## EXCERPTED TEXT
* * * * * * * * *
DataLink target meaning : "observation results of a source" use case
François Bonnarel
francois.bonnarel at astro.unistra.fr
Thu Feb 13 19:13:49 CET 2020
Hi all,a
Trying to go further on this point (also related to Markus email VEP003
yesterday)
2 things...
I ) After discussing with a couple of people, I think the productype for
these associated datasets can be set in the content param of the
media-type-value of DataLink content_type eg
application/fits;content=timeseries;subtype=lightcurve
This will probably require a new change proposal in the DataLink spec
itself. It's not a big one . I will prepare it tommorrow.
II ) For the semantics term we need to relate a dataset to a source in a
catalog, I think the most general thing we cans say about it is that it
is "cross-correlation". I propose the term "CrossedDataset". This can be
the head term for #sibling, #contains, #folowup, etc...
Cheers
François
Le 07/01/2020 à 23:04, Patrick Dowler a écrit :
>
> First, although DataLink was conceived with an implicit "resource is a
> dataset" that leaked into the terminology and examples, I agree that
> there is no reason that it cannot be used for other kinds of entities.
> Using that particular word does conjure up provenance, but datalink
> and provenance are already related (#progenitor) conceptually.
>
> The way I am still seeing this, dataproduct_type (from ObsCore) says
> what something *is* and that is not a relationship per se. Aside: on
> the issue of subtype, I would prefer/like to make dataproduct_type a
> vocabulary so people could extend it rather than using a two-level
> type/subtype mechanism -- but only if we can figure out a sane/nice
> way to query vocabulary terms via TAP that actually works.
>
> I can think of several relationships from a source in a catalogue to a
> dataset and I still feel that the concept behind
> "Observation_Result_of_source" is eluding me. The relation could be:
>
> #progenitor : some/all source properties were measured in that dataset
> #derivation : the dataset was created from the source properties
>
> other possible relationships:
>
> contains : the dataset contains the source (seems like this is a
> top-level very general and vague statement; I would interpret this to
> also mean "and not progenitor")
>
> followup : the existence/discovery of the source caused a new
> observation to occur (child of contains, causal relation)
>
> So, for someone with a source (catalogue) and a realted
> image|spectrum|lightcurve, is that data one of these or is it some
> other concept?
>
>
> --
> Patrick Dowler
> Canadian Astronomy Data Centre
> Victoria, BC, Canada
>
>
> On Fri, 20 Dec 2019 at 07:46, François Bonnarel
> <francois.bonnarel at astro.unistra.fr
> <mailto:francois.bonnarel at astro.unistra.fr>> wrote:
>
> This email was sent yesterday in another thread.
>
> Following Markus' recommendation I open now a new thread for this
> discussion of the "astronomical source observation results" use cases.
>
> Cheers
>
> François
>
> Dear all,
>
> * When I proposed VEP0001 immediately after Groningen Interop I
> could not imagine that such a controversy discussion would occur.
> o Before considering the use case we have I would like to go
> back to the current usages of DataLink I know.
* * * * * * * * *
## REQUIRED TASKS
a. Reproduce the passage of the DataLink thread starting at "II ) For the" and ending at "related (#progenitor) conceptually.".
b. In the DataLink thread, which term does François Bonnarel propose for relating a dataset to a source in a catalog?

## DATA
* * * * * * * * *
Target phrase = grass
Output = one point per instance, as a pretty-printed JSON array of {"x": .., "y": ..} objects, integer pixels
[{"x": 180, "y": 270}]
* * * * * * * * *
## PROBLEM SOLUTIONS
a.
II ) For the semantics term we need to relate a dataset to a source in a
catalog, I think the most general thing we cans say about it is that it
is "cross-correlation". I propose the term "CrossedDataset". This can be
the head term for #sibling, #contains, #folowup, etc...
Cheers
François
Le 07/01/2020 à 23:04, Patrick Dowler a écrit :
>
> First, although DataLink was conceived with an implicit "resource is a
> dataset" that leaked into the terminology and examples, I agree that
> there is no reason that it cannot be used for other kinds of entities.
> Using that particular word does conjure up provenance, but datalink
> and provenance are already related (#progenitor) conceptually.

b. "CrossedDataset"